*** EXTRACTED DATA

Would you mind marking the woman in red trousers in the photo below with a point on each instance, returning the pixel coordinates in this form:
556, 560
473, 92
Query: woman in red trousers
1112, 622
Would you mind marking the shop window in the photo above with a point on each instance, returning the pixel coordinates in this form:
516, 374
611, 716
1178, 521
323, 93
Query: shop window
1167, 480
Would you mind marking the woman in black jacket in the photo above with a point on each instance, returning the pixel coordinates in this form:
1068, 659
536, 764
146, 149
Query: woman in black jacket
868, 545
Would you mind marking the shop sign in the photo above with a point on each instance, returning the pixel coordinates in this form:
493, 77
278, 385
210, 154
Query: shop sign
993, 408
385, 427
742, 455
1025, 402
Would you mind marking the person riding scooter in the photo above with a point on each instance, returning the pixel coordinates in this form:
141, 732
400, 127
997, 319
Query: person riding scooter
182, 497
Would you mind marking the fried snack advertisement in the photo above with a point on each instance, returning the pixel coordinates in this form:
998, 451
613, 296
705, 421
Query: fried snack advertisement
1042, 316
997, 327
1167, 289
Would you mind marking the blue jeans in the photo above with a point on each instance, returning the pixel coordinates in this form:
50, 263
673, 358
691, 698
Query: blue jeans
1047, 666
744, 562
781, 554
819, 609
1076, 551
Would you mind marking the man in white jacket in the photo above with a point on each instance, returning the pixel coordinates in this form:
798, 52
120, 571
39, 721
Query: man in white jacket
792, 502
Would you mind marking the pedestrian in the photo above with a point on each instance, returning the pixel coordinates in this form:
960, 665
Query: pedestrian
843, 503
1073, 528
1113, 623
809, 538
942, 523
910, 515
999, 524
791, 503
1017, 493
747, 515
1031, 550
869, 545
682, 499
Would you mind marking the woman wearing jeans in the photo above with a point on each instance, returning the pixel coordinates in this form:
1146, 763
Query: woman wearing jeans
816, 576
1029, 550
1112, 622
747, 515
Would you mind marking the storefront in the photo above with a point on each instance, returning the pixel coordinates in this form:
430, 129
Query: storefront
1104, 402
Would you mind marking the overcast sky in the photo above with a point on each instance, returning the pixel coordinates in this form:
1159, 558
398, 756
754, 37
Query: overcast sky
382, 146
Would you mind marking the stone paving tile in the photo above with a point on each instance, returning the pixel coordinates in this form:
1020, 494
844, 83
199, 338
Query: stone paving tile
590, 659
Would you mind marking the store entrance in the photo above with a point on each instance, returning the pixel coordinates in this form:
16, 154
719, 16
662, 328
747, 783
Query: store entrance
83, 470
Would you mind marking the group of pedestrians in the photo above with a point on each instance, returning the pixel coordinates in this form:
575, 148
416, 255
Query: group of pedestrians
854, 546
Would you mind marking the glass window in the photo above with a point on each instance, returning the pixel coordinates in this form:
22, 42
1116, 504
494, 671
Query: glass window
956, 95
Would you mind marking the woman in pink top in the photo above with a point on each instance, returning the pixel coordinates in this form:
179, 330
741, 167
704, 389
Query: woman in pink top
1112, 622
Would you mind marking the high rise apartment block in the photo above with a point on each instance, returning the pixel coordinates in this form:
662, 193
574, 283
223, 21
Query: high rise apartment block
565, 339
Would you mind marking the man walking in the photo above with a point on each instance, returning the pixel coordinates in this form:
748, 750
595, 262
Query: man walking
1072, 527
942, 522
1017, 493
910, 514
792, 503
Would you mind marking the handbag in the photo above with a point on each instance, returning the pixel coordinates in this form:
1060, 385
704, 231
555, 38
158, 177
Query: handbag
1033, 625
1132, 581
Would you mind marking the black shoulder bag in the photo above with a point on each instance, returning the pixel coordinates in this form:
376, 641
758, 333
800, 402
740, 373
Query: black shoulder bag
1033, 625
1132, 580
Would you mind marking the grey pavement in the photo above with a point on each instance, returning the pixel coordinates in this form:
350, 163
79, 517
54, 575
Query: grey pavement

******

#### WORK ORDER
Look through the records and gather every line containing "pavement".

#### EXERCISE OUTPUT
Would you mind marking the grey pavement in the photo above with a point on each instance, returning the pixel coordinates in this form:
Query: grey pavement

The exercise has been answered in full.